[Feature Request] add GAIA2 benchmark
Required prerequisites
- [x] I have searched the Issue Tracker and Discussions that this hasn't already been reported. (+1 or comment there if it has.)
- [x] Consider asking first in a Discussion.
Motivation
https://huggingface.co/blog/gaia2
https://huggingface.co/datasets/meta-agents-research-environments/gaia2
Solution
No response
Alternatives
No response
Additional context
No response
@offthewallace thanks for reporting this!

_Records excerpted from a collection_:
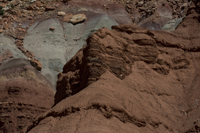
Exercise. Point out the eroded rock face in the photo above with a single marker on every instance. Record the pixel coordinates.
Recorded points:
(25, 94)
(130, 79)
(53, 48)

_Exercise_:
Answer the following questions from the feature request above.
(a) Which benchmark does the feature request ask to have added?
(b) What is entered under the "Solution" heading?
(c) Which user is thanked for reporting the issue?

_Final answer_:
(a) The GAIA2 benchmark.
(b) No response.
(c) @offthewallace.